▶ Source extract:

# # # # #

You'll need to buy your baby her first shoes when she is confidently walking around on her own, and walking outdoors. Only put her in shoes when she's walking outside. While your baby is learning to walk around the house, let her go barefoot. She will be able to balance and coordinate her steps if she can feel the ground beneath her feet.
Going barefoot will also allow her feet to develop naturally without being restricted by shoes. Your baby's bones are soft, and cramping them in a pair of shoes too early can squash her feet and prevent them growing properly. It's best to take your baby to a shoe shop where her feet can be measured by a qualified shoe fitter. The shoe fitter will also advise on the type of shoes to buy, and make sure they fit your baby properly.
Being fitted for her first shoes is a new experience for your baby, and she may not take kindly to it! Try not to worry too much if your baby puts up a fuss or starts crying. The fitter should be used to measuring babies for their first shoes. If they're not, ask for a more experienced fitter or just come back another day.
Look for a shoe with a hook and loop fastening, or with laces, to hold your baby's feet in place. Check that the sole is flexible and lightweight with a good grip. Choose a pair made of a breathable material, such as leather, cotton or canvas. Avoid shoes made from man-made materials, pvc or plastic shoes. These can make your baby's feet sweat, which can lead to fungal infections.
When your baby tries on a pair of shoes, feel around the toe area to make sure there is plenty of room. There should be about 1cm of growing room between the end of her longest toe and the end of her shoes. Also check that the width of the shoe is right for her. If you plan to have your baby wearing socks with her shoes, make sure she tries them both together.
Let your baby walk around in the shoes. Make sure her feet don't slip forwards or out of the shoes when she walks or stands on tip toe, as this could damage them. If her feet slip forwards this could squash her toes in the end of her shoes. Or if her shoes are too loose she'll end up having to curl her feet and toes to prevent them slipping off.
Take your baby to have her feet measured often. She will grow about two shoes sizes a year, so she'll need new shoes fairly frequently. It's always best to buy your baby new shoes, not second-hand. They will already be moulded to another child's feet, and the soles will have worn down to fit a different walking style.

# # # # #

▶ Your instructions: Rewrite the baby shoes text from "Look for a shoe" up to and including "to fungal infections.", changing "flexible" to "pliable".

# # # # #

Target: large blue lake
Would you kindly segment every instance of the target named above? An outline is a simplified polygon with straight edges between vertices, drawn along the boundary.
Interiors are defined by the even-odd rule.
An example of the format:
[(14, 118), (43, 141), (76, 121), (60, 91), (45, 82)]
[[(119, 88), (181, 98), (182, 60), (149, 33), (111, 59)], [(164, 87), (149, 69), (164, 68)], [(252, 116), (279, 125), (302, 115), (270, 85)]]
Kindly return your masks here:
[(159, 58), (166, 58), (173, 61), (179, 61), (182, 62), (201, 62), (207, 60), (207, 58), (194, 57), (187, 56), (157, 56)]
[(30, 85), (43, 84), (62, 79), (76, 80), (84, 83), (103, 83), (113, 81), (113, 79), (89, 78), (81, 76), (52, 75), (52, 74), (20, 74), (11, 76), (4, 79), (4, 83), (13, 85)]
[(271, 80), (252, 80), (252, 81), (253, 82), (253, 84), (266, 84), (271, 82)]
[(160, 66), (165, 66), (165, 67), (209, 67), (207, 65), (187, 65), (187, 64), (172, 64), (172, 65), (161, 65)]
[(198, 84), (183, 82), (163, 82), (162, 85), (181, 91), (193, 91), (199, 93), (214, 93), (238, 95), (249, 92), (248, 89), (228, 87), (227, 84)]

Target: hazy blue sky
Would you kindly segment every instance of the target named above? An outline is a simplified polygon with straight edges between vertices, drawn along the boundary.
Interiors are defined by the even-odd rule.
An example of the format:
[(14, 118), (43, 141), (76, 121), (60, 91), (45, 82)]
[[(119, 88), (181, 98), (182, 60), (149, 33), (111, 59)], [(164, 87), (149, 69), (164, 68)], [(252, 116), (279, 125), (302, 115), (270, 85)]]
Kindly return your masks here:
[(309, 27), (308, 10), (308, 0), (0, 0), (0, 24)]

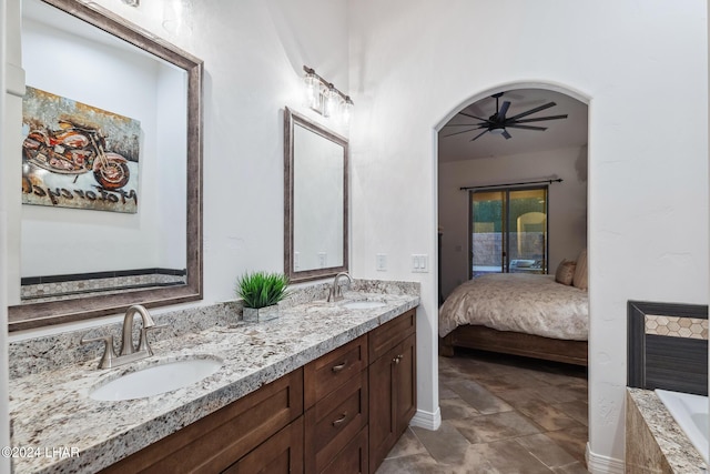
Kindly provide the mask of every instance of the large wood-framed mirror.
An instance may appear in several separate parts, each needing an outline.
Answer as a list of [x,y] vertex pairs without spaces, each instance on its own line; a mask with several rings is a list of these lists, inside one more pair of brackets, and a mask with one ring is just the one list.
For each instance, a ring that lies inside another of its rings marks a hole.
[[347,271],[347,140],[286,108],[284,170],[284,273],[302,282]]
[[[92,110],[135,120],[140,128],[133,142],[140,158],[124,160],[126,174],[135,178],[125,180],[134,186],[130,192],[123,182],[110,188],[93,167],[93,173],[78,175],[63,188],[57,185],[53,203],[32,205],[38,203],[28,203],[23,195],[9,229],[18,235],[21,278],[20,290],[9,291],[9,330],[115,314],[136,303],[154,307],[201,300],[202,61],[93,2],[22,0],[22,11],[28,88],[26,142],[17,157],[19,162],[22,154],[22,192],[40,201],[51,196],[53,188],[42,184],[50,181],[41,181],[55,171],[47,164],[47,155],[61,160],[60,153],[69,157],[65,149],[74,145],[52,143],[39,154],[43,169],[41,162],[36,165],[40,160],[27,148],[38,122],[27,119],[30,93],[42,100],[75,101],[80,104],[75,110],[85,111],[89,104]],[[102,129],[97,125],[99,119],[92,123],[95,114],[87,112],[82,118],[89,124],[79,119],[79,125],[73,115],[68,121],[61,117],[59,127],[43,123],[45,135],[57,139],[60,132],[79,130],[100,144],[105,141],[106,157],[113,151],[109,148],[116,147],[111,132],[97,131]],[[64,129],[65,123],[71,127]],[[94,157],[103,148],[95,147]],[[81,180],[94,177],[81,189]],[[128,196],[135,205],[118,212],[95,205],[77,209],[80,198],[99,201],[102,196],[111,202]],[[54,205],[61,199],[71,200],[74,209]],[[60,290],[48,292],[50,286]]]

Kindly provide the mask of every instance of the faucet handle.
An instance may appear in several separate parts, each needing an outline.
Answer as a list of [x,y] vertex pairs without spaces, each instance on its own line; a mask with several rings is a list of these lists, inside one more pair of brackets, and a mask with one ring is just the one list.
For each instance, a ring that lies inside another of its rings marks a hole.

# # # # #

▶ Response box:
Look for a shoe with a hook and loop fastening, or with laces, to hold your baby's feet in place. Check that the sole is pliable and lightweight with a good grip. Choose a pair made of a breathable material, such as leather, cotton or canvas. Avoid shoes made from man-made materials, pvc or plastic shoes. These can make your baby's feet sweat, which can lead to fungal infections.